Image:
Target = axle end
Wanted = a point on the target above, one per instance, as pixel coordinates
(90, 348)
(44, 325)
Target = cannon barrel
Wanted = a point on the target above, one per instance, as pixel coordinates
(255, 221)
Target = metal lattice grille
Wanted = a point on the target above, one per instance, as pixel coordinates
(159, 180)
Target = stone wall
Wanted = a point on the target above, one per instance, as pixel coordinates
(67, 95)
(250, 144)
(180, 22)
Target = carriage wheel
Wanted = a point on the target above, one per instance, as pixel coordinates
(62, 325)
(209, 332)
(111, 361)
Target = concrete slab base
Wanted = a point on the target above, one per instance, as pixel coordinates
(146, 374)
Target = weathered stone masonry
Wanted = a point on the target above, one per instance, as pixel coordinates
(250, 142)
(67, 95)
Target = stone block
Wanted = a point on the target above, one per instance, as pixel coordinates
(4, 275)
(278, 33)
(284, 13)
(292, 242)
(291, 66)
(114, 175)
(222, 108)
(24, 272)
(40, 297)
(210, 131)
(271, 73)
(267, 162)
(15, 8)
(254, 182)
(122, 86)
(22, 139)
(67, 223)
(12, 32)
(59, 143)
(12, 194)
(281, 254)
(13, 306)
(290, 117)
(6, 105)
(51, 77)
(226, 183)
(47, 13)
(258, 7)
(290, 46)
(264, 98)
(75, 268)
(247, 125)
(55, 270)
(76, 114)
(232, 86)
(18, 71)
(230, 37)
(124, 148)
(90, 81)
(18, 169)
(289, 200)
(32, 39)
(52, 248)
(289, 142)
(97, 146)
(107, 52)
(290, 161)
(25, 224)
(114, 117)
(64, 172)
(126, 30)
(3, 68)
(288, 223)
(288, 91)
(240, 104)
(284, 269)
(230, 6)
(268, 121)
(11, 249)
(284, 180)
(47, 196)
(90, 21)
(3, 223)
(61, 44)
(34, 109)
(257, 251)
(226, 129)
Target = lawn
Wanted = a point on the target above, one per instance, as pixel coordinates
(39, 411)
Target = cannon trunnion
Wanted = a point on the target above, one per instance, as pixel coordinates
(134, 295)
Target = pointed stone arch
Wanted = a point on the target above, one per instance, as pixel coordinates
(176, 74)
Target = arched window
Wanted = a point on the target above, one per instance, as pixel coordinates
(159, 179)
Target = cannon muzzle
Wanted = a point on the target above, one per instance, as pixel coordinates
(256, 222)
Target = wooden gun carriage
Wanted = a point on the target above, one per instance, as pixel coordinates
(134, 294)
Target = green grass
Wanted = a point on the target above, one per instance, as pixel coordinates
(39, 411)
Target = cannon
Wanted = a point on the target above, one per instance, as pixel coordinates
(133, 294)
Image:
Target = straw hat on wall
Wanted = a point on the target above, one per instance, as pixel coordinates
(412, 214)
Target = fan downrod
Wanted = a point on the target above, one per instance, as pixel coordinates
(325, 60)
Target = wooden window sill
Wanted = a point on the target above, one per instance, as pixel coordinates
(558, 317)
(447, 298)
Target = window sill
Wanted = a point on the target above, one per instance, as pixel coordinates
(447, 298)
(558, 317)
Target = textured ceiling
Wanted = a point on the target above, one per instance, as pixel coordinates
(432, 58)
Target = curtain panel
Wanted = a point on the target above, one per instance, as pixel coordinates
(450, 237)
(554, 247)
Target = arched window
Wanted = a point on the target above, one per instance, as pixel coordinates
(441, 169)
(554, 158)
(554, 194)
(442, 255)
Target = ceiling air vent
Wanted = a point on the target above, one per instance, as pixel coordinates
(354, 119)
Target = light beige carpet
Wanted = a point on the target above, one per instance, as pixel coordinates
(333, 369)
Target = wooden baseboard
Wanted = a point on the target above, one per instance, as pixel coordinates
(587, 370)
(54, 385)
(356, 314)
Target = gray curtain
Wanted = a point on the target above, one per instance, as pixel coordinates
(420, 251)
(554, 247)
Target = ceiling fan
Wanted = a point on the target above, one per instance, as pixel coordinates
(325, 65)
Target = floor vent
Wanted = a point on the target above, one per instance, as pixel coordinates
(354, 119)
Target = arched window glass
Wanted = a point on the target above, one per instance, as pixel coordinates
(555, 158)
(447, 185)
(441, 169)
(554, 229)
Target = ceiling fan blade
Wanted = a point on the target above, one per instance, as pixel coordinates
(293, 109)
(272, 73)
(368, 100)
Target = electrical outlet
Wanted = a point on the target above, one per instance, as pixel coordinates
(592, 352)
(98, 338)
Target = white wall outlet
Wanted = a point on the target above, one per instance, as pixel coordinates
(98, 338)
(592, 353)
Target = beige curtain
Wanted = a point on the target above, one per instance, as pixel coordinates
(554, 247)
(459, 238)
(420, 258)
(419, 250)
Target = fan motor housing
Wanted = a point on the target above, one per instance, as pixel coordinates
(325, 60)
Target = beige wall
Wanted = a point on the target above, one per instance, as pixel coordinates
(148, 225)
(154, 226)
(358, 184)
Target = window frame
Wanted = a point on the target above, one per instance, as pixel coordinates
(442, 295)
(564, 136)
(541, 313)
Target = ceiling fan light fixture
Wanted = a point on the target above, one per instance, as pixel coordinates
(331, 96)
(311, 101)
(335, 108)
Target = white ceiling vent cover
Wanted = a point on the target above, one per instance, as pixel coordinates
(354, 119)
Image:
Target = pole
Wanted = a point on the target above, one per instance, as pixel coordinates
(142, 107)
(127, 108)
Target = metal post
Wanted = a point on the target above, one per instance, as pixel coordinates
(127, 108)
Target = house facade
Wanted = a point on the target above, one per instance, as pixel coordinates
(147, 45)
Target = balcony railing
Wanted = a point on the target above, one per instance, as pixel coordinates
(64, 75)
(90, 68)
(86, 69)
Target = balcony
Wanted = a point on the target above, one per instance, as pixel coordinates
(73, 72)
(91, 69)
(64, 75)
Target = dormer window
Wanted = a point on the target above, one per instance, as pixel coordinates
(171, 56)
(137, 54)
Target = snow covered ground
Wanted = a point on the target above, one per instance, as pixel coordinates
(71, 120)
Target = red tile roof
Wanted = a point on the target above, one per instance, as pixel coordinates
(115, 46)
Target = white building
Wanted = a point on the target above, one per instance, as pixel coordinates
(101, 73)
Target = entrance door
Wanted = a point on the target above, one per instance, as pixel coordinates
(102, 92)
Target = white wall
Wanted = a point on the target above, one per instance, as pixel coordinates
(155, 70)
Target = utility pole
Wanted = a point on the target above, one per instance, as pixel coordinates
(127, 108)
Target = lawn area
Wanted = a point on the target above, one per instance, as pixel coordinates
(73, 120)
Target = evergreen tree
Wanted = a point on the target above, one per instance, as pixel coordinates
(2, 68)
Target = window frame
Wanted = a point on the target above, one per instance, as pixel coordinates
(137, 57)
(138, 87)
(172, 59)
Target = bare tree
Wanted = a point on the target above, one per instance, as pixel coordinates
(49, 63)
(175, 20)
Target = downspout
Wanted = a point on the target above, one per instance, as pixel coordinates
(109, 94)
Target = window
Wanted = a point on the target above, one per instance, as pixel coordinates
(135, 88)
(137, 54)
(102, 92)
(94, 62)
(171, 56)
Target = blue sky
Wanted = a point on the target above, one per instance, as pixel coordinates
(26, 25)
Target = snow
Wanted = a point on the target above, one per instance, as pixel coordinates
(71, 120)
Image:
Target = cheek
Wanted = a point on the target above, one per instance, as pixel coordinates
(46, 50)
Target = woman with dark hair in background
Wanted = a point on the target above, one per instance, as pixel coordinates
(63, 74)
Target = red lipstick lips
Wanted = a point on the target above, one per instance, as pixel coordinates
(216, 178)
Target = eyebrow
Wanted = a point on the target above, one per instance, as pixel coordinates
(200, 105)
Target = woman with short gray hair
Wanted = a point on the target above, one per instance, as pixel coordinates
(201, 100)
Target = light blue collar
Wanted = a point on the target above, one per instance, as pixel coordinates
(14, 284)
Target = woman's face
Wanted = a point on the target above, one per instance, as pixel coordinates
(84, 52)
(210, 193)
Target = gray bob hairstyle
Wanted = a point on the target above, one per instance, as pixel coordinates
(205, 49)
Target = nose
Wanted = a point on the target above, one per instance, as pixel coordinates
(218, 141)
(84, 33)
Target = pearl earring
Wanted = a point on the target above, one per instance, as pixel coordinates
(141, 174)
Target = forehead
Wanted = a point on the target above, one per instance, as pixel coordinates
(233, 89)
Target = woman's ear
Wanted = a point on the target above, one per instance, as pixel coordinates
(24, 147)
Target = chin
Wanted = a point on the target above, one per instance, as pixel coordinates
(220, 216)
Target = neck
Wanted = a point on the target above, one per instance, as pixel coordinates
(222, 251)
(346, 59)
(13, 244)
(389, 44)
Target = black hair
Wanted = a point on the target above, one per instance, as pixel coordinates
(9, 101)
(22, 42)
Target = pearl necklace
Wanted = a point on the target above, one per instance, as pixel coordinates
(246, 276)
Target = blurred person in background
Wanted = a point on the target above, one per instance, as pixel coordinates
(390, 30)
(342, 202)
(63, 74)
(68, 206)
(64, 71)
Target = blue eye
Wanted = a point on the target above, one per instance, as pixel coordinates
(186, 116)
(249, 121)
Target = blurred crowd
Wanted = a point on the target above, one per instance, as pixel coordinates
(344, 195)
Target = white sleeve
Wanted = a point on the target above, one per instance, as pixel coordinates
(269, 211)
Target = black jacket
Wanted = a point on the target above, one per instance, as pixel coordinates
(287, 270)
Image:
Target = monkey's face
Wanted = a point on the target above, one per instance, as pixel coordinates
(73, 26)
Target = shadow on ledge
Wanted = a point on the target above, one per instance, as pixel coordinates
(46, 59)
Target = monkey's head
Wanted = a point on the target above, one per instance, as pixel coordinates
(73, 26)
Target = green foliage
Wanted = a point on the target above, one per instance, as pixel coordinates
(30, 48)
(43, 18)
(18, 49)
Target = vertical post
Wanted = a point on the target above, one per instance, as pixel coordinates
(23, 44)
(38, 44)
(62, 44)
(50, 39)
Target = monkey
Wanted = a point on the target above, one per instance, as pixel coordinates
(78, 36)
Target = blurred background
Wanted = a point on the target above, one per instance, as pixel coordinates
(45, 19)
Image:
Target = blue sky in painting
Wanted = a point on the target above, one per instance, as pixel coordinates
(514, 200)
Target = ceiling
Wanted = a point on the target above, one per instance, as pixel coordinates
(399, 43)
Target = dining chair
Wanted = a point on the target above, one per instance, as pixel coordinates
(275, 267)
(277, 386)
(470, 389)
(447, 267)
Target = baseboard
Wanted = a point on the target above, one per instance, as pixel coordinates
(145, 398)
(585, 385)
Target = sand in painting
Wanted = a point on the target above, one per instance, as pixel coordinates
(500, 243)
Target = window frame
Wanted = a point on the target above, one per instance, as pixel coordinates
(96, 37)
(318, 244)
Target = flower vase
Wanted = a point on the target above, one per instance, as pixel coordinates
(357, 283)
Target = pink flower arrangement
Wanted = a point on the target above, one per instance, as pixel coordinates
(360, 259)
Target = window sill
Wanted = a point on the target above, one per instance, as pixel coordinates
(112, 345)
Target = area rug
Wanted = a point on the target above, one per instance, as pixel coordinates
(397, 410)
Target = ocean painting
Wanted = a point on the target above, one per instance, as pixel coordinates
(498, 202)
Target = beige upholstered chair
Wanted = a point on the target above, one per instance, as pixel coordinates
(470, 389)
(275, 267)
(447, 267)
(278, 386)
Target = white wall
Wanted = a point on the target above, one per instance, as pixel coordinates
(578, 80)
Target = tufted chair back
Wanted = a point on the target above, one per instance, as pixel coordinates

* [DIRECTIVE]: Nothing but the lines from the one with "Target = dining chair" through the last line should be repeated, each exactly as it stands.

* [THE OUTPUT]:
Target = dining chair
Wanted = a point on the target above, one per instance, as pixel coordinates
(275, 267)
(277, 386)
(470, 389)
(447, 267)
Target = baseboard
Wanted = a point on the target above, one per instance, as pixel coordinates
(145, 398)
(585, 385)
Target = sand in painting
Wanted = a point on the target above, one per instance, as pixel coordinates
(500, 243)
Target = window frame
Wanted = a point on the target above, one per instance, as pixel coordinates
(96, 37)
(318, 244)
Target = flower vase
Wanted = a point on the target above, one per instance, as pixel coordinates
(357, 283)
Target = pink flower arrangement
Wanted = a point on the target above, one per instance, as pixel coordinates
(360, 259)
Target = window sill
Wanted = a point on the target above, one per instance, as pixel coordinates
(112, 345)
Target = area rug
Wanted = a point on the target above, one per instance, as pixel coordinates
(397, 410)
Target = ocean painting
Wanted = a point on the target above, one per instance, as pixel coordinates
(498, 202)
Target = beige upholstered chair
Wanted = a point on the target above, one per instance, as pixel coordinates
(470, 389)
(275, 267)
(447, 267)
(278, 386)
Target = white wall
Wanted = a point on the target above, one per instance, as pixel coordinates
(578, 80)
Target = tufted chair back
Wanted = a point on the target above, one per instance, as pixel coordinates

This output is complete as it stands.